The task: Write the listing below out again exactly, dropping the images.

*** Records for this task ***

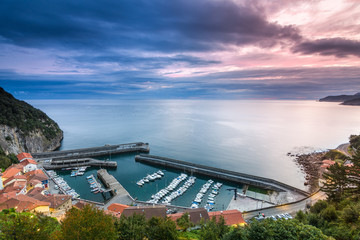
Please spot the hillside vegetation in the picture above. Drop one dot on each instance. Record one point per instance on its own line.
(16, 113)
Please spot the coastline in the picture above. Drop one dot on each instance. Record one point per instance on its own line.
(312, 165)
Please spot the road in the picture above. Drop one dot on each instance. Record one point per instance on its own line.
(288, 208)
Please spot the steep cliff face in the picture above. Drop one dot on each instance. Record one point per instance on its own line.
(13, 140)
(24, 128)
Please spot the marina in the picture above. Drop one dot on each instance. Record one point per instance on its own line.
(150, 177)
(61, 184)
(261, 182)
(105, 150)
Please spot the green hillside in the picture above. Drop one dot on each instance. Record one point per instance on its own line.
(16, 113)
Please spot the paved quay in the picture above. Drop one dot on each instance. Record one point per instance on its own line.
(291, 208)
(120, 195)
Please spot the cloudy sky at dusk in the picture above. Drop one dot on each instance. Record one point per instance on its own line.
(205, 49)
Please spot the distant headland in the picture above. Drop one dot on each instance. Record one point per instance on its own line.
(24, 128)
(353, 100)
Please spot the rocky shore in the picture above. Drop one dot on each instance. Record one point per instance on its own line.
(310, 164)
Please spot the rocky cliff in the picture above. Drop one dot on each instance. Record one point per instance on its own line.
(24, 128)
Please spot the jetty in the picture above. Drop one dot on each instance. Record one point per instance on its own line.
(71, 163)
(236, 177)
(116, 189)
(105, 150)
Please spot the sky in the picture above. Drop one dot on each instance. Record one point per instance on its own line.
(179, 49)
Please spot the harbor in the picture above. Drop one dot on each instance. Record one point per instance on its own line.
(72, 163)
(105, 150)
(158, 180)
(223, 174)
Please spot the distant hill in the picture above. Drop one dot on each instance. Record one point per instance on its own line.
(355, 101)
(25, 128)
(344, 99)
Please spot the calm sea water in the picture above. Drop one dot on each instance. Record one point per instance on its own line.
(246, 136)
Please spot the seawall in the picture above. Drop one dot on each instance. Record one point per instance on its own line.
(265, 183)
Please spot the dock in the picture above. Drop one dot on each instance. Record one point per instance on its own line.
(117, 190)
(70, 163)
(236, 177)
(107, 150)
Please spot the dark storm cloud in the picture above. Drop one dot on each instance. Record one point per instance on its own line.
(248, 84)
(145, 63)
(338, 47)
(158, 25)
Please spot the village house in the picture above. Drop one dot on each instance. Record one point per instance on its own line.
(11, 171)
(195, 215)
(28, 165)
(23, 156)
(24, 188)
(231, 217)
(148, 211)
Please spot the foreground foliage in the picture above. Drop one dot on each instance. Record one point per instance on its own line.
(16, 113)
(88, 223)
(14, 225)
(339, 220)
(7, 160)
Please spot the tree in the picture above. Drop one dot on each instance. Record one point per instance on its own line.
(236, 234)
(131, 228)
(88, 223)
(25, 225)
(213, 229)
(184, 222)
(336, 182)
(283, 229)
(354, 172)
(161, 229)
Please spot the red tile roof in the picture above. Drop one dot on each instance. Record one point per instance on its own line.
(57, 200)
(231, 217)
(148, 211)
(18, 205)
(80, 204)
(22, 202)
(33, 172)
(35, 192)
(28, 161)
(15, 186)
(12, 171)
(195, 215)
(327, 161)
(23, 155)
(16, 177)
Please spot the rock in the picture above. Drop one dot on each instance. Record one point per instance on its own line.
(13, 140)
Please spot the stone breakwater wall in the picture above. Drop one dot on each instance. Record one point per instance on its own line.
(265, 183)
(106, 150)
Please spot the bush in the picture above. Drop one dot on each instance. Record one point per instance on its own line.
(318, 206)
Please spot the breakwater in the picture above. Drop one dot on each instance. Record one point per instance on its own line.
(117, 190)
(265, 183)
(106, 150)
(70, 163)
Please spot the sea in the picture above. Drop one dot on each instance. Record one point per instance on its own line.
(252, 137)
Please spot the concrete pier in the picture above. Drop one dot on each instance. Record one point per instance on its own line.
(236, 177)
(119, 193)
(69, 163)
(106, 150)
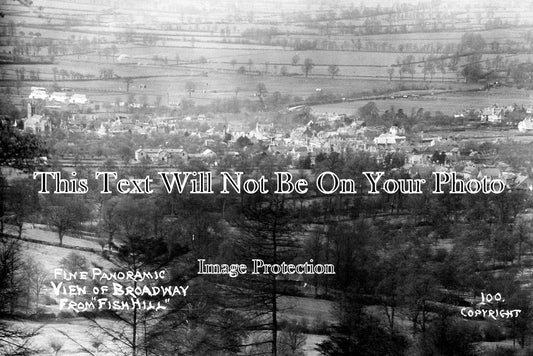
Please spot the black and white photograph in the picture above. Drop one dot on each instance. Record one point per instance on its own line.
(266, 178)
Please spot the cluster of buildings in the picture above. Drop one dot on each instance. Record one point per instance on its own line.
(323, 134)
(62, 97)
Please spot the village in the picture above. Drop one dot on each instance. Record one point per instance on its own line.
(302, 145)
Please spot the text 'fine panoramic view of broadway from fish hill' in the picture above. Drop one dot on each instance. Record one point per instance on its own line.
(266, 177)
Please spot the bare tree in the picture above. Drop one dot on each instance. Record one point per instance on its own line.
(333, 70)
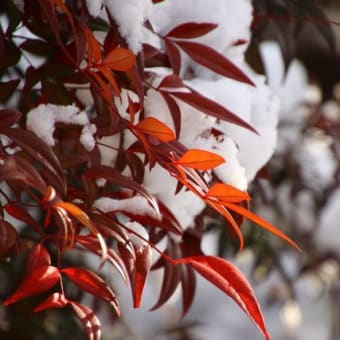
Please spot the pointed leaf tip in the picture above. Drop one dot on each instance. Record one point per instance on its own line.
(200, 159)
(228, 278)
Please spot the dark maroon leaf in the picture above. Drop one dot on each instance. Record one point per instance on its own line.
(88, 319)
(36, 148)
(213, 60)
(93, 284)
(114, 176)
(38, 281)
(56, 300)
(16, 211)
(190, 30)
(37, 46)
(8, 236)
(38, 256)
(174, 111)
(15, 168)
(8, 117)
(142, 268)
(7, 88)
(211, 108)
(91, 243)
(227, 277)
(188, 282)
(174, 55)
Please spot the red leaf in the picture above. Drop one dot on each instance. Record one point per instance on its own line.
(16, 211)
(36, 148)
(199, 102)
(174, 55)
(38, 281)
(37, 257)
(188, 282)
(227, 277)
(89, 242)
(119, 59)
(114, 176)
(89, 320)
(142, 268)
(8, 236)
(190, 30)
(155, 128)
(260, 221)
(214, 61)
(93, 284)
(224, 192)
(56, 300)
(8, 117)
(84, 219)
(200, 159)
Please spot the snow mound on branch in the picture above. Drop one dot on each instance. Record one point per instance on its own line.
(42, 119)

*** End of Records for this task ***

Output of the task:
Please spot the hillside vegetation in the picture above. Drop one dot on each instance. Record one point per instance on its own line.
(16, 113)
Please spot the coastline in the picture above. Drop one dot on each instance. Record one point per instance on its own line.
(312, 165)
Please spot the road in the picture above. Drop one dot on each instance. Record one point per instance on its own line.
(288, 208)
Please spot the steep cliff face in the picture above. Drop one dot on each instance. Record one point per instance on its own line.
(13, 140)
(24, 128)
Please spot the marina in the picture above. Drop one dot on each instance. Record one point per instance on its own line.
(150, 177)
(61, 184)
(261, 182)
(105, 150)
Please spot the green hillside in the picture above. Drop one dot on each instance. Record one point per instance on its own line.
(16, 113)
Please spot the paved quay in the picture above. Drop one dot on each instance. Record one point per instance on its own line.
(291, 208)
(120, 195)
Please spot the cloudy sky at dusk in the picture above. Drop one dot on each instance. Record one point per instance on its own line.
(205, 49)
Please spot the distant headland in the picture above. Drop one dot on each instance. Record one point per instance on its own line.
(24, 128)
(353, 100)
Please spot the rocky shore in the picture above. Drop one dot on each instance. Record one point per instance on its own line.
(310, 164)
Please spot the rocky cliff in the picture above. Drop one dot on each instance. Record one point per instance on its own line.
(24, 128)
Please spot the jetty in the picture above. Drop one dot on each instance. Record one point per instance on its own line.
(71, 163)
(236, 177)
(116, 189)
(105, 150)
Please spot the sky in the picture above. Drop one dot on each instance. Record one point per instance on its own line.
(179, 49)
Please spot the harbor in the picture above. Drop one dot on each instance. Record one point per instance on its own line.
(72, 163)
(105, 150)
(158, 180)
(223, 174)
Please spot the distant hill in the picture above. Drop one dot on each instance. Record one point per instance on its own line.
(355, 101)
(25, 128)
(344, 99)
Please spot the calm sea water in the picture above. Drop one dot on each instance. Record one point per instance on its own line.
(246, 136)
Please spot the seawall in the picture above. Drop one dot on each instance. Record one point per instance on its own line.
(265, 183)
Please spot the dock in the picture above. Drop one dot on each instance. Record one point per instance on its own line.
(117, 190)
(70, 163)
(236, 177)
(107, 150)
Please spot the dark storm cloud in the picture above. Drop one dot on each instance. Record one point per instance on its own line.
(248, 84)
(145, 63)
(338, 47)
(158, 25)
Please spot the village house in the picture above. Drop one dot on each instance. Record one point per instance on its own line.
(11, 171)
(195, 215)
(28, 165)
(23, 156)
(24, 188)
(231, 217)
(148, 211)
Please spot the foreground foliage in the picture above. Drop one dot on each instance. Record one point per instance on its own line.
(16, 113)
(88, 223)
(14, 225)
(339, 220)
(7, 160)
Please spot the tree in the picture above. Drop one dot on each instance. Record one point per instance on its own line.
(236, 234)
(131, 228)
(88, 223)
(25, 225)
(213, 229)
(184, 222)
(336, 182)
(283, 229)
(354, 172)
(161, 229)
Please spot the red tile roof in the picture above. Drop one dot on each instance. Record one point per instance on its own line.
(57, 200)
(231, 217)
(148, 211)
(18, 205)
(80, 204)
(22, 202)
(33, 172)
(35, 192)
(28, 161)
(15, 186)
(12, 171)
(195, 215)
(327, 161)
(23, 155)
(16, 177)
Please spot the rock in the picture above. Drop one dot on each instance. Record one point per instance on its own line.
(13, 140)
Please spot the stone breakwater wall in the picture above. Drop one dot on each instance. Record one point per instance on its own line.
(265, 183)
(106, 150)
Please spot the bush in the picture above. Drop one dot on each instance. Record one point per instance on its own line.
(318, 206)
Please spot the breakwater in the picture above. Drop one dot on each instance. Record one point per instance on its own line.
(117, 190)
(265, 183)
(106, 150)
(70, 163)
Please spot the sea in the picture above. Drop one dot on each instance. Record one point per instance on its own line.
(252, 137)
Please spot the concrete pier in the picture above. Drop one dot on each instance. Record one point per instance on its own line.
(236, 177)
(119, 193)
(69, 163)
(106, 150)
Please spot the black and white photograph in the picture above. Drop one dot on each instance. Record one point per instance on its own line.
(266, 178)
Please spot the cluster of buildings in the picture above. Drop one dot on each instance. Record one point per instance on its own line.
(323, 134)
(62, 97)
Please spot the village in the picture above. Drop one dot on each instance. Record one point per instance on its own line.
(302, 145)
Please spot the text 'fine panoramic view of broadway from fish hill' in the picture above. Drop one dot on each instance. Record one point per instance on its own line.
(266, 177)
Please spot the bare tree in the picture above. Drop one dot on each instance. Record one point per instance on its own line.
(333, 70)
Please spot the pointed leaf tip in the picture above. Drop one dot on each instance. Record one point per instance on its own line.
(200, 159)
(228, 278)
Please spot the dark maroon leaf in the picture above. Drop one dot on each instance. Record one point per instance on its own line.
(88, 319)
(36, 148)
(213, 60)
(93, 284)
(114, 176)
(38, 281)
(56, 300)
(16, 211)
(190, 30)
(37, 46)
(8, 236)
(38, 256)
(174, 111)
(15, 168)
(8, 117)
(142, 268)
(7, 88)
(211, 108)
(91, 243)
(227, 277)
(188, 282)
(174, 55)
Please spot the red leaf in the picture above. Drop one dot on each instance. Record one point per instance on its own line.
(16, 211)
(36, 148)
(199, 102)
(174, 55)
(38, 281)
(37, 257)
(188, 282)
(227, 277)
(89, 242)
(119, 59)
(114, 176)
(89, 320)
(142, 268)
(8, 236)
(190, 30)
(155, 128)
(260, 221)
(214, 61)
(93, 284)
(224, 192)
(56, 300)
(8, 117)
(84, 219)
(200, 159)
Please spot the snow mound on branch in the picture above. Drop one dot on each instance. Record one point per instance on its own line.
(42, 119)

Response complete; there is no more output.